_Stated goal:_ Rewrite every line of the entries below, replacing "Place a dot" with "Put a pin" wherever it occurs and leaving everything else unchanged.

_Items:_
* * * * *
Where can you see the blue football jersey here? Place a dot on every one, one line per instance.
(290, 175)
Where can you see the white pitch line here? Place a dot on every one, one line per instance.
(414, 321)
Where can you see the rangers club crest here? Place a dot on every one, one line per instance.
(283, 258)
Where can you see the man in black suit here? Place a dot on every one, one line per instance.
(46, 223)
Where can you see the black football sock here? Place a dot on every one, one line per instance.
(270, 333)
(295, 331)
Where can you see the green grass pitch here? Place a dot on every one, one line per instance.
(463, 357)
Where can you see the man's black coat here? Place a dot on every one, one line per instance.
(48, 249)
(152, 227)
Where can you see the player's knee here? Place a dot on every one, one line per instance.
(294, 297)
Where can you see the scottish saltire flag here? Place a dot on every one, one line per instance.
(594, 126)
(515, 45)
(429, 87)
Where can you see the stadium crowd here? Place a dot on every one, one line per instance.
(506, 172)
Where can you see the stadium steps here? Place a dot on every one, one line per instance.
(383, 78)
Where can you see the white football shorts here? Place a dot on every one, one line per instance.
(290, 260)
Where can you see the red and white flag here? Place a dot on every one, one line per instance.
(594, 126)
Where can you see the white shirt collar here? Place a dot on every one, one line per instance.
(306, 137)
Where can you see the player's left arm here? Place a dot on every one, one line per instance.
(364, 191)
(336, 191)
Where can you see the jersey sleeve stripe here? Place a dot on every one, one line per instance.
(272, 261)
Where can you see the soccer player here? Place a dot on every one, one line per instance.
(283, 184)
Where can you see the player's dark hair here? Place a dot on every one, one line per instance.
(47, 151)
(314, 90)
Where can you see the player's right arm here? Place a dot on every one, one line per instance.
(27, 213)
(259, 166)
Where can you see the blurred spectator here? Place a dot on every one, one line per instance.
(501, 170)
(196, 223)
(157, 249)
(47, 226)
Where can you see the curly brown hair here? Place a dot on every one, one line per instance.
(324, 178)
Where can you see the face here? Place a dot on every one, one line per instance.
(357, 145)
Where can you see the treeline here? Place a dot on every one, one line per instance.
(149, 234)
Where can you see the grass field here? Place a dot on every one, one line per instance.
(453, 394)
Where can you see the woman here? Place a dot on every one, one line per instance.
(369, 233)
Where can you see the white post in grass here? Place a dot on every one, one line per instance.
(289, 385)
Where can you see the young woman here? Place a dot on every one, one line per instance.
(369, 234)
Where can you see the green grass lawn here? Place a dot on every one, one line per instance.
* * * * *
_Expected output:_
Where can you see the blue football jersey here? Put a pin on every one, one line per instance.
(290, 175)
Where can you see the white pitch line here? Put a pin on every one, one line per instance.
(414, 321)
Where can you see the rangers club crest here? Put a pin on every one, one line per instance.
(283, 258)
Where can you see the man in black suit here? Put a pin on every one, one line per instance.
(46, 223)
Where can you see the black football sock here? Put a pin on every one, one line per instance.
(270, 333)
(295, 331)
Where can you see the green grass pitch here? Put a pin on every one, one line per instance.
(463, 357)
Where can you see the man's black coat here? Put a pin on every one, one line per instance.
(48, 249)
(152, 227)
Where can you see the player's knee here? Put a pin on every one, one line per instance.
(294, 297)
Where can you see the scottish saltire flag here? Put a pin on every one, one line per instance.
(594, 126)
(515, 45)
(429, 87)
Where can you see the stadium crowd here? Put a pin on every one, one line per instance.
(506, 172)
Where can you see the stadium steps here? Put a pin on every one, one line per instance.
(383, 78)
Where can you see the white football shorts here? Put a pin on every one, one line per instance.
(290, 260)
Where can you see the red and white flag here? Put a pin on every one, one line per instance.
(594, 126)
Where can you see the white shirt collar here? Put a pin on every one, one line per instance.
(306, 137)
Where can you see the player's left arm here? Put a pin on every one, one line per instance.
(364, 191)
(336, 191)
Where can you see the jersey sleeve stripe here? Put a pin on every one, one line per instance.
(272, 261)
Where can you see the soccer player here? Put a pin on every one, one line per instance.
(283, 184)
Where can you see the player's dark hair here? Put a pin on every one, one line per instance.
(47, 151)
(314, 90)
Where can you see the player's right arm here? Put a pin on every one, one line per instance.
(27, 213)
(259, 166)
Where can you see the blurred spectator here? Put a pin on every one, one line per instance.
(501, 170)
(196, 223)
(157, 249)
(47, 226)
Where can you see the curly brown hair here? Put a pin on every one, one line per instance.
(324, 178)
Where can you see the face here? Put a pin on every one, one line per instance.
(357, 145)
Where can you see the treeline here? Put a pin on every one, one line per instance.
(149, 234)
Where can you see the grass field here? Put a pin on every one, one line per instance.
(453, 394)
Where can you see the woman here? Put a pin on every one, one line per instance.
(369, 233)
Where can you see the white post in grass here? Put a pin on every one, one line per instance.
(289, 385)
Where can you see the young woman here? Put a pin on every one, one line per instance.
(369, 234)
Where can you see the green grass lawn here? Put a pin on every one, one line per instance.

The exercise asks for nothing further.